Your task is to return the span of lines beginning at the one with "If you could drop a marker on the woman in dark" and ending at the last line of the data, exactly as it stands.

Items from a dataset

○ ○ ○ ○

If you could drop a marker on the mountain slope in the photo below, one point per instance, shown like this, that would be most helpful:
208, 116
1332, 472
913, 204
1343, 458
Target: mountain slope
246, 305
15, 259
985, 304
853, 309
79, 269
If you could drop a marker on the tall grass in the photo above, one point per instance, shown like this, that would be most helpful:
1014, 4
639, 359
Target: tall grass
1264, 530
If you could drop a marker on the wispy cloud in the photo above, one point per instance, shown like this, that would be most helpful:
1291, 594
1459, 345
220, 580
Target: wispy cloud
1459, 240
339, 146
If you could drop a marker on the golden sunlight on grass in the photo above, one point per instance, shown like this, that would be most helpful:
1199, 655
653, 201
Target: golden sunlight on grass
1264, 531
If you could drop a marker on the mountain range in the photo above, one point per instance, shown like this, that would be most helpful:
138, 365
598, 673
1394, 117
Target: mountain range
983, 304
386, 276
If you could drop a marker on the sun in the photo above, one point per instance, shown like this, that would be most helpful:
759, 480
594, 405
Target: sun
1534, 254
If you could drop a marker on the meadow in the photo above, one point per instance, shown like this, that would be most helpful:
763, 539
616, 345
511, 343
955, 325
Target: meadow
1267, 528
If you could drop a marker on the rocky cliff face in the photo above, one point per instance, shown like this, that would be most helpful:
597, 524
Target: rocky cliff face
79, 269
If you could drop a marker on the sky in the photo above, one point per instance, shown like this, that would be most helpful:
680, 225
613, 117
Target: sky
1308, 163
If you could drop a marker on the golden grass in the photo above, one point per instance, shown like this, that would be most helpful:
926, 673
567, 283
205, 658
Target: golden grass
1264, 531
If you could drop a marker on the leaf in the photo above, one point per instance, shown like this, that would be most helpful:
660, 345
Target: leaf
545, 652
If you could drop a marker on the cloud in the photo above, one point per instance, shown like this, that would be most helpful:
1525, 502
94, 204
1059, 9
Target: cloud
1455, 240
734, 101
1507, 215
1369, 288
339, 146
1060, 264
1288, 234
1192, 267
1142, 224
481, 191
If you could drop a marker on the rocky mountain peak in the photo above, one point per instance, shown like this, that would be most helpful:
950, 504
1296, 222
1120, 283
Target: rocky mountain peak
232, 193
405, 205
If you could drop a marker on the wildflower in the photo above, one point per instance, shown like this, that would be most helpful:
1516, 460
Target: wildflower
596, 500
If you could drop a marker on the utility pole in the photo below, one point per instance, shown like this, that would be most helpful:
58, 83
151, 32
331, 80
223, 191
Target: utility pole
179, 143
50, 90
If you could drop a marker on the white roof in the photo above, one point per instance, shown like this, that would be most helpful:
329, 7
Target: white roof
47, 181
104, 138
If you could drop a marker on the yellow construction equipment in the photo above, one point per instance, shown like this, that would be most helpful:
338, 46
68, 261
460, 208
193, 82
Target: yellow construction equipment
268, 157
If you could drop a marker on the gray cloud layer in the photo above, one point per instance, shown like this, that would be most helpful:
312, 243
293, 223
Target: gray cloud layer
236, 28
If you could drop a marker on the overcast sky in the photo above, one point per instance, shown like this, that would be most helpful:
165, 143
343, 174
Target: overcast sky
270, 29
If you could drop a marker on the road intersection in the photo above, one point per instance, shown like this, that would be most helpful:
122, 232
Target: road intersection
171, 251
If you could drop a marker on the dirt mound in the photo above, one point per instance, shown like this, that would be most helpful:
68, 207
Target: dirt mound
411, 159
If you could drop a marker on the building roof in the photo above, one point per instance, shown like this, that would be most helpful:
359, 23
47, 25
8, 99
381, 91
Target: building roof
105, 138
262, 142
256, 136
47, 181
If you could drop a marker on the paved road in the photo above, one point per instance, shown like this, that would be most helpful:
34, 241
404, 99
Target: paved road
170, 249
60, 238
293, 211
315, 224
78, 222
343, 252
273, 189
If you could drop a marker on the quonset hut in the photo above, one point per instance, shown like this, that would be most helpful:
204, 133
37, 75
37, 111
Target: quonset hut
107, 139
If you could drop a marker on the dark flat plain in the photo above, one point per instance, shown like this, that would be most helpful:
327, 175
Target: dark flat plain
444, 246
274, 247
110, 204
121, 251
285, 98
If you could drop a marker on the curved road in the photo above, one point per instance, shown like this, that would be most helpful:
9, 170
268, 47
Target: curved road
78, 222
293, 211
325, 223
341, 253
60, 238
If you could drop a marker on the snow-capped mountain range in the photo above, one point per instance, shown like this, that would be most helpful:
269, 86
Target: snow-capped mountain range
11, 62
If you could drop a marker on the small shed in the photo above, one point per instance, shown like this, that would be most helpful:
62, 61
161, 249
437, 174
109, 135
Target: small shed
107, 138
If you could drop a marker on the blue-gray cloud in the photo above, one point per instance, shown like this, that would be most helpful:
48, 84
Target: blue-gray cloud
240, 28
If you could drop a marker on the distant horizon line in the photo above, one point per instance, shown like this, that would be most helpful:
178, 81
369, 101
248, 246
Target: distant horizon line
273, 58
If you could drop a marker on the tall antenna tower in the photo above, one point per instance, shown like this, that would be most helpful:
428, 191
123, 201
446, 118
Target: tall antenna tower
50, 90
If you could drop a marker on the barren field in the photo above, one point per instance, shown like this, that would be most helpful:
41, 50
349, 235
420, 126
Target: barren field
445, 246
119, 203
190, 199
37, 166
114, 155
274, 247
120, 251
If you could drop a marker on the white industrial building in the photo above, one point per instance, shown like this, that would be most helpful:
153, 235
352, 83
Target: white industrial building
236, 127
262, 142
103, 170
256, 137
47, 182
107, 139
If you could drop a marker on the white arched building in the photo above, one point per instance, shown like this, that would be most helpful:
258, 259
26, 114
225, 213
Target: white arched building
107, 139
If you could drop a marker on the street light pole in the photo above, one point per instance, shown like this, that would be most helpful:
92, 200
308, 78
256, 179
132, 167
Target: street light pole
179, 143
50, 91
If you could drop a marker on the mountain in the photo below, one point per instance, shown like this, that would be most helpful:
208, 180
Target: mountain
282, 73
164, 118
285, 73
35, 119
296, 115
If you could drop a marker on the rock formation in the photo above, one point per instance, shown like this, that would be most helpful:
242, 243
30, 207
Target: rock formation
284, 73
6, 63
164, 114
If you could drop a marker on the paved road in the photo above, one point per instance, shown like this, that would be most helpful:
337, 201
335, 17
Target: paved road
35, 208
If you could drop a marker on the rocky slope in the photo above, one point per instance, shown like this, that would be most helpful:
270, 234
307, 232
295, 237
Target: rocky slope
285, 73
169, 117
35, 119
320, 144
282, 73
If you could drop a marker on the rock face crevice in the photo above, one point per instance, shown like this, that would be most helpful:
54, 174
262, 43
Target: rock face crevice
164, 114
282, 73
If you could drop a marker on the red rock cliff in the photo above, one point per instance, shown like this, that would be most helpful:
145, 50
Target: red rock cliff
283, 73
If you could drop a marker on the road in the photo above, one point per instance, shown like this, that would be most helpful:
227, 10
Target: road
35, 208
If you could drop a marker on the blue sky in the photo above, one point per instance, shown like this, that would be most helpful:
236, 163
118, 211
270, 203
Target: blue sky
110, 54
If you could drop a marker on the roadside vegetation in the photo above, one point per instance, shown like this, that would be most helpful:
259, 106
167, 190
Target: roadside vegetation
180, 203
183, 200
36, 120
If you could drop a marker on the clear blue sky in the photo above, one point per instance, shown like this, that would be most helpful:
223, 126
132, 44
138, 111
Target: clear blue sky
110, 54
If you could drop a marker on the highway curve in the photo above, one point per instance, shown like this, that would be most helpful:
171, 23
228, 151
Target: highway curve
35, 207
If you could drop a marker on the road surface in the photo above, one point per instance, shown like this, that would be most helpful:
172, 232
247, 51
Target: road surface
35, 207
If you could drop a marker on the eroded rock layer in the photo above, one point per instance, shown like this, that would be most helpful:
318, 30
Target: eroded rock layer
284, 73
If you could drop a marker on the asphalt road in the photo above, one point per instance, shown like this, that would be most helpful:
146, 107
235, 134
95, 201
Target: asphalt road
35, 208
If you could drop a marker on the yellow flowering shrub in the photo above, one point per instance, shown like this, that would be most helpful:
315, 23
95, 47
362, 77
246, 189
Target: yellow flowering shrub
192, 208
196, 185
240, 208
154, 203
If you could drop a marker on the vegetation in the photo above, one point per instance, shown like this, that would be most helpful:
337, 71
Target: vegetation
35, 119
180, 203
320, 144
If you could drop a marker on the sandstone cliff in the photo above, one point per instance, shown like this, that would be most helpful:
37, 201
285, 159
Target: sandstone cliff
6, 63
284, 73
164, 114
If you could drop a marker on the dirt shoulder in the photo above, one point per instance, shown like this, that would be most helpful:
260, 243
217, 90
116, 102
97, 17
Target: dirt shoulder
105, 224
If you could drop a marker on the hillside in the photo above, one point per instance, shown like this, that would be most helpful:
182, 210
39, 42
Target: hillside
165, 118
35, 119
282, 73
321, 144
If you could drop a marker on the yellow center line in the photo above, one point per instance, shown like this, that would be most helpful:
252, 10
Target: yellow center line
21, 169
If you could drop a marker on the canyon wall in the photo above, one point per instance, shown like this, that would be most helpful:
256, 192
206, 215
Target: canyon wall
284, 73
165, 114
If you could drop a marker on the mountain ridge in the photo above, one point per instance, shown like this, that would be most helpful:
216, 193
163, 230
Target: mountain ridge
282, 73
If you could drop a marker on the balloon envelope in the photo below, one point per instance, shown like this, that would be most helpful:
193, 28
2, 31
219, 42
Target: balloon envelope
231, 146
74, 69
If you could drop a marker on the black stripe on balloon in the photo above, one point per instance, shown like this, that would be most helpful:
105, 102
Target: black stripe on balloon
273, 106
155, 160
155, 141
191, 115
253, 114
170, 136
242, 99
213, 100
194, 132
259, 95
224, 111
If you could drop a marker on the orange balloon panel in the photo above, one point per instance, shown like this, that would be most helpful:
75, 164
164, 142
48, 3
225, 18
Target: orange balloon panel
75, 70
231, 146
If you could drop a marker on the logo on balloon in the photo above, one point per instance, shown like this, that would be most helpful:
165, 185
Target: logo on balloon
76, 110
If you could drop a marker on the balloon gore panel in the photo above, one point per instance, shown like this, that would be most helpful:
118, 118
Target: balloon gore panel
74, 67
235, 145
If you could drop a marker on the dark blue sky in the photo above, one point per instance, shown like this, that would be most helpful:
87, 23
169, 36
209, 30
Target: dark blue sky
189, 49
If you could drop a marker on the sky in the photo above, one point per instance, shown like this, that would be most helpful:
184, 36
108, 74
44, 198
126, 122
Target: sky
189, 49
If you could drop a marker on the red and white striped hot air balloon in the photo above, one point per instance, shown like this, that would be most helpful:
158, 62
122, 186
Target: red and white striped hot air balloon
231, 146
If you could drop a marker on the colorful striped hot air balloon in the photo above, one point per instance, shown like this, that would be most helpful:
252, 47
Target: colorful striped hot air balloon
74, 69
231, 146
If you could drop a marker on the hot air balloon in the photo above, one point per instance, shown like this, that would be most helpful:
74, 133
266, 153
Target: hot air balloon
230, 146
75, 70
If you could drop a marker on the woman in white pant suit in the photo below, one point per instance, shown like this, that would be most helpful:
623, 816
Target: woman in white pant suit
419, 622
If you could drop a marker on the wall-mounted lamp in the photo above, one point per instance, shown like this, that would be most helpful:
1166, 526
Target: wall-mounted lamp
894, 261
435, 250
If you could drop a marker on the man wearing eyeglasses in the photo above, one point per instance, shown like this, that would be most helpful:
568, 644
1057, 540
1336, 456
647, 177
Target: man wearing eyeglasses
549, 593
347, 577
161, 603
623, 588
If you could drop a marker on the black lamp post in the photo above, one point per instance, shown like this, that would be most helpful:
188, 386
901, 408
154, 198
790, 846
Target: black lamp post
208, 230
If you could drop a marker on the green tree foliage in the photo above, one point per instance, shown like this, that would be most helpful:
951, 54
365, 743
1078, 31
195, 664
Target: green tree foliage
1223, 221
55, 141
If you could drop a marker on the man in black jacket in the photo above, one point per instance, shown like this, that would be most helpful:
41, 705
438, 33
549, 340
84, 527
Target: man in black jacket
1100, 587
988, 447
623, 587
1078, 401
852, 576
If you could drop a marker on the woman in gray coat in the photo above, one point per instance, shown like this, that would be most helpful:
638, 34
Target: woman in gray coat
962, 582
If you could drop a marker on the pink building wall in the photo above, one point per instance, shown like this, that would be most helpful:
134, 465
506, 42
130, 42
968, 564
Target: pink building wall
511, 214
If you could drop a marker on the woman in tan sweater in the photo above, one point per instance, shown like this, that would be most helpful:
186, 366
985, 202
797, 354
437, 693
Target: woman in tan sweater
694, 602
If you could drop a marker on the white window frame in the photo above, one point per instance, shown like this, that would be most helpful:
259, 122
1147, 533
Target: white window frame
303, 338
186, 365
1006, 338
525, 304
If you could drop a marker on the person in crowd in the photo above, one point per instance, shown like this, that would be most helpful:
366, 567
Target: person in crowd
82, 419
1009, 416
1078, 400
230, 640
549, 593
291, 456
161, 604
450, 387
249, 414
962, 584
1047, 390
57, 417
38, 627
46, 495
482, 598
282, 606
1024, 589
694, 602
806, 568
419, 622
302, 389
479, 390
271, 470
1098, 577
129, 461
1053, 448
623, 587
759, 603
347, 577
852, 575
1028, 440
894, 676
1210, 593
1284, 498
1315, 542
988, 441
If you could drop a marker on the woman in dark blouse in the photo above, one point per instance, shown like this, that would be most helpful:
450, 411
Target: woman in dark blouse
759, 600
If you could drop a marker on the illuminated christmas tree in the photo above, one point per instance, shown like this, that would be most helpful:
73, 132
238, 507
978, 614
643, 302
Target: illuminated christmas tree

○ ○ ○ ○

Output below:
If you could drop a marker on the woman in dark blouse in the photo above, one point per instance, shown like this, that would be most helpful:
450, 411
Target: woman in dark blouse
759, 600
If you could drop a marker on the illuminated christmas tree in the photo above, one point per instance, shown like this, that would be most helpful:
73, 132
238, 507
978, 614
643, 302
Target: illuminated christmas tree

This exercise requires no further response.